Dataset lines about where objects are located:
::::::::::

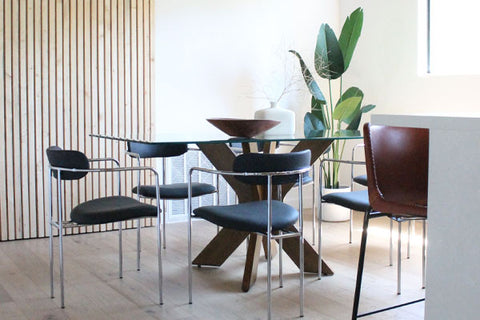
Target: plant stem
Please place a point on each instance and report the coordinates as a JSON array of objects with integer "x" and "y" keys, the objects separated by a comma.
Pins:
[{"x": 331, "y": 104}]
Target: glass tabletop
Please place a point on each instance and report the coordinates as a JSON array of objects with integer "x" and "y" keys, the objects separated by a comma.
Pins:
[{"x": 220, "y": 137}]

::::::::::

**Objective**
Copy every line above word for word, leaving out the pictures.

**Problem solution**
Target: plant stem
Please place a point on each instance and report the coordinates as a JSON array of objects with integer "x" and "y" keys, the objects separated by a comma.
Pins:
[{"x": 331, "y": 104}]
Target: glass tabletop
Please place a point on each instance and report the coordinates as a JSON array of objects with integer "x" and "y" keys, the objects separated by a comma.
Pins:
[{"x": 220, "y": 137}]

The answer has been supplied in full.